Your instructions — Locate the line containing "In this exercise you will indicate the fire truck wheel" in the data below. Reproduce it and every following line up to the end, exactly as given.

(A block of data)
══════════════════════════════
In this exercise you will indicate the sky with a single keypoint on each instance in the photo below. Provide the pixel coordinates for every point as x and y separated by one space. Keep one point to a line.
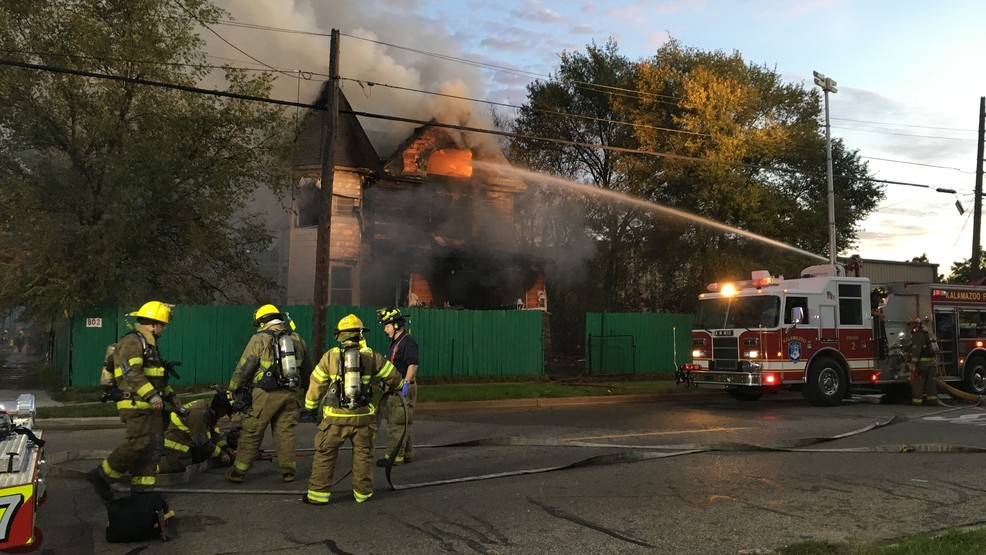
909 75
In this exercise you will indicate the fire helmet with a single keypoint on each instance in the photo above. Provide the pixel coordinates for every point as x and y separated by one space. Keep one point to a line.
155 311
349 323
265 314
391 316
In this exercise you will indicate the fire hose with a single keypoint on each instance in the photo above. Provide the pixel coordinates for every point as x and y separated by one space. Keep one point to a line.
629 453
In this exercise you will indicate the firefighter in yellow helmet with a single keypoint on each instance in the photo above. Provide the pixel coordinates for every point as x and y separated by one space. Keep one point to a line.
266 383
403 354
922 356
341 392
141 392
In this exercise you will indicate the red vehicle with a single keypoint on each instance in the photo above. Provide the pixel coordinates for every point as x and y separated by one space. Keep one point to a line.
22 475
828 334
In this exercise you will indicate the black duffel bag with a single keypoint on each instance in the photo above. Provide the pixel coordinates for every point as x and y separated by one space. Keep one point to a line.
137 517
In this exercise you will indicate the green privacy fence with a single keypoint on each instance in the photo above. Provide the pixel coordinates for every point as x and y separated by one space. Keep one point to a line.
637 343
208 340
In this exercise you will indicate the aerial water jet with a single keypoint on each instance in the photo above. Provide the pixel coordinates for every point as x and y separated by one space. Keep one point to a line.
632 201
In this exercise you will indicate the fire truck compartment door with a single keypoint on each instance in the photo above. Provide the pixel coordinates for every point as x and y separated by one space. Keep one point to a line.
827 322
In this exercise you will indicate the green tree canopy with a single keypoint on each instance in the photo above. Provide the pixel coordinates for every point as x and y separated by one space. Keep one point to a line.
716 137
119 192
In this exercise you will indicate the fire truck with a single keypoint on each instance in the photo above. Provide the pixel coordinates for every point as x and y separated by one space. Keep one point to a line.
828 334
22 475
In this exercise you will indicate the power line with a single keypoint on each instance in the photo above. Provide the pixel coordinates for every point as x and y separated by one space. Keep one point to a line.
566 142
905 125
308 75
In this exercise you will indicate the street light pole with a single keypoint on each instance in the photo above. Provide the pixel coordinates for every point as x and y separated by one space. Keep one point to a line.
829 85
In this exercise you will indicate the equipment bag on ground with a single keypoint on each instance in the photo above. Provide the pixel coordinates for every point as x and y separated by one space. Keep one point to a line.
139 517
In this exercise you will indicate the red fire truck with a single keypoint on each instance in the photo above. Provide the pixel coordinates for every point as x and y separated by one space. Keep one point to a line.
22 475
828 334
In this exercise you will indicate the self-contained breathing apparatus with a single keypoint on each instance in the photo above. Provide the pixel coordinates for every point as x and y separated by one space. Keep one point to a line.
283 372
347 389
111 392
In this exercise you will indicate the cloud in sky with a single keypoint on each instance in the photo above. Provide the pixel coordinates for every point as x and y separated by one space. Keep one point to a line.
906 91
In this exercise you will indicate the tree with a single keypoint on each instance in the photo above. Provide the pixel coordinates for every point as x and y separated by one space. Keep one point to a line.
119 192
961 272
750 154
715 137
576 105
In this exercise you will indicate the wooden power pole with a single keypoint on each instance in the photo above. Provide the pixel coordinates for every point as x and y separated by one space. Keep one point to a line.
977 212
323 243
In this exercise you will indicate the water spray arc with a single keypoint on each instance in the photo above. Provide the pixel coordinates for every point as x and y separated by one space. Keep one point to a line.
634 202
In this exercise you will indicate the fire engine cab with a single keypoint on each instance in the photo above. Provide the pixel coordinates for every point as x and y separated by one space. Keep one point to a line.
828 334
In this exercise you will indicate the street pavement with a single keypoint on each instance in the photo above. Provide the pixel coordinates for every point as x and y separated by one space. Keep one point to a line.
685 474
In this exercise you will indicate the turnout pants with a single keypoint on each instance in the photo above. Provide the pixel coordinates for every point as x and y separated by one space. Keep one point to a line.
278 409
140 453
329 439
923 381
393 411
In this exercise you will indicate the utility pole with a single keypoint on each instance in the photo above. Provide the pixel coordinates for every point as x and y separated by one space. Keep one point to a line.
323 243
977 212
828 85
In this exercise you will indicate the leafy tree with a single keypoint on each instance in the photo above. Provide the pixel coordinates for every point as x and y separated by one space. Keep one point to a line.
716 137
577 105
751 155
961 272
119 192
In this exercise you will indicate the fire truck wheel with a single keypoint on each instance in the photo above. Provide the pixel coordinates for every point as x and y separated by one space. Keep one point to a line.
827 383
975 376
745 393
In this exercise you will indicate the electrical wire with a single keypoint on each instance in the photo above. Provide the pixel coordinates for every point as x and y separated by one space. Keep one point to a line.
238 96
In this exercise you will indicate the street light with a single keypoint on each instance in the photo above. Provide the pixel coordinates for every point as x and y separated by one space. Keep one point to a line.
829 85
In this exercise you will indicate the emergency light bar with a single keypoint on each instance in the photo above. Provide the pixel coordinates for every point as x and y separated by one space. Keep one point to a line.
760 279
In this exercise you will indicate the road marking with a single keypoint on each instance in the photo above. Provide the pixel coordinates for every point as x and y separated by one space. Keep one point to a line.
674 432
══════════════════════════════
Result below —
In this exercise you will indicate the fire truck wheel with a single keypoint on each instance in the photo above. Provide the pixel coordinates for every point as x and y separated by one space. Keep one point to a line.
827 383
975 376
745 393
In this exercise you will indicate the electrical wire with a single keypoint on each instance in the photo above. Provide the pixel coordinates for every point as x and y separated by one space. Keep one point to a line.
238 96
In this exercise you will indicate the street light with a single keypoint on each instance in the photo above. Provide the pixel coordinates for every point as x and y separated by one space. Keep one point to a line.
829 85
In this exercise you will indicate the emergency light bar with a single keypoint on each instance in the photo above. Provide the pixel coordinates for every point as x and y separated by one space. Keep one point to a line.
760 279
In this exercise you will indicate the road marking with a single keypoint on each instance in the photo above. Provide the pixel coordinates for every point as x and y separated by one space. Keep one point to a line.
674 432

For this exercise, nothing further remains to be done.